EXCERPT:
::::::::::

While those numbers might be tough to match in this economy, tourism officials say a recent wave of national media coverage of Anna Maria Island is giving businesses a boost. Southern Living’s March issue featured Anna Maria Island with a four-page article, and USA Today published a travel feature on the island in December.
“It’s just unleashed a surge of interest,” said David Teitelbaum, a Tourism Development Council member and owner of Tortuga Inn, Tradewinds Resort and SeaSide Inn Beach Resort. “Anna Maria Island is not a secret anymore.”
The Anna Maria Island Chamber of Commerce saw 42,634 unique visits to the chamber’s Web site in January and 39,340 in February. And the chamber mailed out 863 tourism guidebooks in February.
Chamber and business officials believe these numbers are a good indication of a strong spring tourism season.
“This is huge for us,” said Mary Ann Brockman, president of the AMI chamber.
Island Real Estate of Anna Maria Island says it’s expecting a record number of reservations this weekend. The firm says more than 70 families will check in for vacation properties that include beachfront cottages and duplexes.
“It’s a record number of check-ins for us,” said Frank Davis, broker for Island Real Estate. “And it represents just about 1 percent of the residential inventory on the island.”
In anticipation of another busy spring, some island restaurants added to their staffs. The Sandbar Restaurant, Skipper’s Bar & Grill, Mr. Bones BBQ and the BridgeTender Inn hired seasonal employees as cooks, bartenders and servers.
“We’re very happy with this year already,” said Sue Shinka, owner of Bridge Tender Inn in Bradenton Beach.
But year-end tourism numbers for Florida were alarming. Florida’s annual visitor numbers declined in 2008 for the first time in seven years, according to Visit Florida, the state’s tourism authority. Florida saw 82.5 million visitors, down 2.3 percent from 2007.
Lillian Spencer, spokeswoman for Visit Florida, said the tourism authority launched an advertising campaign the first of this year aimed at increasing tourism among Florida’s drive-market. The multimedia ads will run through the summer and will highlight tourism destinations within commuting distance for Floridians.

::::::::::

Entries from a dataset:
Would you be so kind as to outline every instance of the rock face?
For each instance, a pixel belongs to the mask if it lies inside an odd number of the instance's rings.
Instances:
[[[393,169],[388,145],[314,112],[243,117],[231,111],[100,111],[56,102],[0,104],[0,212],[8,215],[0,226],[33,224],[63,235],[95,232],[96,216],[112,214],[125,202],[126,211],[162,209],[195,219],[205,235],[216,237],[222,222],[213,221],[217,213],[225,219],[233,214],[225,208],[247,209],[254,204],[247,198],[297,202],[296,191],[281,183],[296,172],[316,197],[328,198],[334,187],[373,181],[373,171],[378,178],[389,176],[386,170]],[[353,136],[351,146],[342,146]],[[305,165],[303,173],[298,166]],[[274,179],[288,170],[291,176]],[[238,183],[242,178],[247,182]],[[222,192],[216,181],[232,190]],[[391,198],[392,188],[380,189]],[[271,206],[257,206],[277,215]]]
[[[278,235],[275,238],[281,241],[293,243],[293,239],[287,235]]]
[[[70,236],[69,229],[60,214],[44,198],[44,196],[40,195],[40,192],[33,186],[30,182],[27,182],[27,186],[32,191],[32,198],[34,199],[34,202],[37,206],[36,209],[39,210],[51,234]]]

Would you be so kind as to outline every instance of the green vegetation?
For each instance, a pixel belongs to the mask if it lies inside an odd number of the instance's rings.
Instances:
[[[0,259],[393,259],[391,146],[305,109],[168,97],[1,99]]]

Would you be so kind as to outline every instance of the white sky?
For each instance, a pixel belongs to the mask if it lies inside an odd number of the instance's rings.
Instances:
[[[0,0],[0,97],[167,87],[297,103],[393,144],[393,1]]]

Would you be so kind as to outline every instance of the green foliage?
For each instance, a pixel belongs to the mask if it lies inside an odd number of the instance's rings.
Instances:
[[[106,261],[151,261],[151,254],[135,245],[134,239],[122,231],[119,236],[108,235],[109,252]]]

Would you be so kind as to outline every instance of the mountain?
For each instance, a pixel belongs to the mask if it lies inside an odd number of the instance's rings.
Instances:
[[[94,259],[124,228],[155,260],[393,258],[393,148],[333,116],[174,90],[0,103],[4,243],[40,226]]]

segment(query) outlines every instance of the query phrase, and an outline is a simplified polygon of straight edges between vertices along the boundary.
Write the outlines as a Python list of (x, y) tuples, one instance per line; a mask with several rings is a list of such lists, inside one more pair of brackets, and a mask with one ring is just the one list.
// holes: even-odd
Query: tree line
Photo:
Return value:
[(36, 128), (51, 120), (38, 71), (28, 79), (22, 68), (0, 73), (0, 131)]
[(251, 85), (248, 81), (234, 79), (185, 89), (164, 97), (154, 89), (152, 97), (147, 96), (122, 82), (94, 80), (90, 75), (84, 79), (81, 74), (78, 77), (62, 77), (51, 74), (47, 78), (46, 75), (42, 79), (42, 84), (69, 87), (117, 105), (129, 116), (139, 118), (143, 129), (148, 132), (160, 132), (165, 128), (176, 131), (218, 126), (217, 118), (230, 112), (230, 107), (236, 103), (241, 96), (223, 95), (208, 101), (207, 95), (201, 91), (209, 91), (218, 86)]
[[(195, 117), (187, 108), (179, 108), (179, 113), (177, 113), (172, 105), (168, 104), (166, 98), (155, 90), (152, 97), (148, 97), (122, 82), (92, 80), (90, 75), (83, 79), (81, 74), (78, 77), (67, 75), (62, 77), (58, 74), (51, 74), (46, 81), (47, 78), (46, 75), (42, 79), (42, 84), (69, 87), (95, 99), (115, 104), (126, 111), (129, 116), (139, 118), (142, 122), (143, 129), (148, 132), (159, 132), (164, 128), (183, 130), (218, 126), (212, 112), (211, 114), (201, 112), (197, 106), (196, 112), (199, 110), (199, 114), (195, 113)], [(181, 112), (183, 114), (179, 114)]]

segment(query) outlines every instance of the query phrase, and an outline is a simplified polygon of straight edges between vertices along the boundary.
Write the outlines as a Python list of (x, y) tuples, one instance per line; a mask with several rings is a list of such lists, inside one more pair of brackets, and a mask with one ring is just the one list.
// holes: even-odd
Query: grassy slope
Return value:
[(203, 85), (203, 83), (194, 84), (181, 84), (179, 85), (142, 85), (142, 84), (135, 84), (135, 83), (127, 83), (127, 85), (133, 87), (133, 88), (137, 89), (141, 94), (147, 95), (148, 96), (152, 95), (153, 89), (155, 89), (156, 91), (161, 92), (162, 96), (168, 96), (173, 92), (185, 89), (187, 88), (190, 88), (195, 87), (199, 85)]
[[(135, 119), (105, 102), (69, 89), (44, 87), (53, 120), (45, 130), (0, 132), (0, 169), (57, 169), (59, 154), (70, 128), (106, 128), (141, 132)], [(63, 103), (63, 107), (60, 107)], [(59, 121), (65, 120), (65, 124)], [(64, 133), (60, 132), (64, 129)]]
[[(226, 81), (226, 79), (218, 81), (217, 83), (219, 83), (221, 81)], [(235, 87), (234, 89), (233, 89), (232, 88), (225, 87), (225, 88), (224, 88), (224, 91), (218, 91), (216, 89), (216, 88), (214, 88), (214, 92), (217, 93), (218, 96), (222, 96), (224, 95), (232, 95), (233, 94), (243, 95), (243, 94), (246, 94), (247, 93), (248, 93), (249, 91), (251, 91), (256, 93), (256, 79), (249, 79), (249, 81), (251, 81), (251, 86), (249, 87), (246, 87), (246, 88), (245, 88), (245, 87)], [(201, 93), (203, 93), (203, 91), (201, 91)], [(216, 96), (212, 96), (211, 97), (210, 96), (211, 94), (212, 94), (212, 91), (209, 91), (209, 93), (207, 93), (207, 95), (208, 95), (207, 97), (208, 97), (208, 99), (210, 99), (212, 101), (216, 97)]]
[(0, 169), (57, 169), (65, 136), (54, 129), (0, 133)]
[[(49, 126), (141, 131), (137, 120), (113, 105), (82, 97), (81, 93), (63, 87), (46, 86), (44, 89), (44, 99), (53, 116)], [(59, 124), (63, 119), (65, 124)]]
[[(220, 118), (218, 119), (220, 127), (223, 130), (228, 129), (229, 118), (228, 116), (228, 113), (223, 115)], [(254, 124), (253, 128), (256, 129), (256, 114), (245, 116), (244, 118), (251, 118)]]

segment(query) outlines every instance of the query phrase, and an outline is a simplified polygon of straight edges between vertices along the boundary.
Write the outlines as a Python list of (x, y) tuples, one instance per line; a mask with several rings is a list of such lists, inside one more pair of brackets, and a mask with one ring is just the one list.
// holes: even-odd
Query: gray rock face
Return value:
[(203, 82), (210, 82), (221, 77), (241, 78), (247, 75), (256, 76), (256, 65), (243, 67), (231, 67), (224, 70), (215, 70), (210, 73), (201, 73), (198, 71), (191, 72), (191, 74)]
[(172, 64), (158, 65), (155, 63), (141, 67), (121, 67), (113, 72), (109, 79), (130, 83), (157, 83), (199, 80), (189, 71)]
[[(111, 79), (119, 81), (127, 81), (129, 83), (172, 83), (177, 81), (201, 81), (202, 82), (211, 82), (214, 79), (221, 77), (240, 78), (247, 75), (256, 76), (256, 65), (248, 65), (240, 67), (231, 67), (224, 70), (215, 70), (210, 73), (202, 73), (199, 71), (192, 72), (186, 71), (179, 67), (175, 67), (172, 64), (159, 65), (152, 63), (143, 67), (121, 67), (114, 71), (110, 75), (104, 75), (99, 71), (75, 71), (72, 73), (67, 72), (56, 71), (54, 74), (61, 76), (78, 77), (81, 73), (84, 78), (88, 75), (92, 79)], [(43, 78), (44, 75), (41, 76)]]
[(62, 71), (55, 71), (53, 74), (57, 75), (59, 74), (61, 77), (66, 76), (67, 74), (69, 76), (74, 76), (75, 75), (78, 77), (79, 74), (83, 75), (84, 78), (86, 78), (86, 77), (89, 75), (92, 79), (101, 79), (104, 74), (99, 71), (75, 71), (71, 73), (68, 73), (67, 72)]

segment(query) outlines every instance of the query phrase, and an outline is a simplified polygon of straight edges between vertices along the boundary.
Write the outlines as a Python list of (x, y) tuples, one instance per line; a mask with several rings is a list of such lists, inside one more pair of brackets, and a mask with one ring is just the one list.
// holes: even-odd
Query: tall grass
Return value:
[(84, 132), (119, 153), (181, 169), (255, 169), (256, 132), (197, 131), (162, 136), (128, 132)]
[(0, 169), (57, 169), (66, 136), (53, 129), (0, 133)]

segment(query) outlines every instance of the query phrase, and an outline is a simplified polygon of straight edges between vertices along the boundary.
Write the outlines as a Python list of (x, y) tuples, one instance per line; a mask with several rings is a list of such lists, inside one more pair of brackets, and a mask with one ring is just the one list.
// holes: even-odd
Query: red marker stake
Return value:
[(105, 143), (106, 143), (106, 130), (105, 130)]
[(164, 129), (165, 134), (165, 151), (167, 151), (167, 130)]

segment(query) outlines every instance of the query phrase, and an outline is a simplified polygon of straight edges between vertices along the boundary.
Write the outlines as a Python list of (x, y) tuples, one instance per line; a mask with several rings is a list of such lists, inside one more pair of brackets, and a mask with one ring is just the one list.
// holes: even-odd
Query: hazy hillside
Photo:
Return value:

::::::::::

TASK TO CARRY OUT: Transcribe the article on Anna Maria Island tourism in full, word for word. The data has nothing to do with this.

FULL SOLUTION:
While those numbers might be tough to match in this economy, tourism officials say a recent wave of national media coverage of Anna Maria Island is giving businesses a boost. Southern Living’s March issue featured Anna Maria Island with a four-page article, and USA Today published a travel feature on the island in December.
“It’s just unleashed a surge of interest,” said David Teitelbaum, a Tourism Development Council member and owner of Tortuga Inn, Tradewinds Resort and SeaSide Inn Beach Resort. “Anna Maria Island is not a secret anymore.”
The Anna Maria Island Chamber of Commerce saw 42,634 unique visits to the chamber’s Web site in January and 39,340 in February. And the chamber mailed out 863 tourism guidebooks in February.
Chamber and business officials believe these numbers are a good indication of a strong spring tourism season.
“This is huge for us,” said Mary Ann Brockman, president of the AMI chamber.
Island Real Estate of Anna Maria Island says it’s expecting a record number of reservations this weekend. The firm says more than 70 families will check in for vacation properties that include beachfront cottages and duplexes.
“It’s a record number of check-ins for us,” said Frank Davis, broker for Island Real Estate. “And it represents just about 1 percent of the residential inventory on the island.”
In anticipation of another busy spring, some island restaurants added to their staffs. The Sandbar Restaurant, Skipper’s Bar & Grill, Mr. Bones BBQ and the BridgeTender Inn hired seasonal employees as cooks, bartenders and servers.
“We’re very happy with this year already,” said Sue Shinka, owner of Bridge Tender Inn in Bradenton Beach.
But year-end tourism numbers for Florida were alarming. Florida’s annual visitor numbers declined in 2008 for the first time in seven years, according to Visit Florida, the state’s tourism authority. Florida saw 82.5 million visitors, down 2.3 percent from 2007.
Lillian Spencer, spokeswoman for Visit Florida, said the tourism authority launched an advertising campaign the first of this year aimed at increasing tourism among Florida’s drive-market. The multimedia ads will run through the summer and will highlight tourism destinations within commuting distance for Floridians.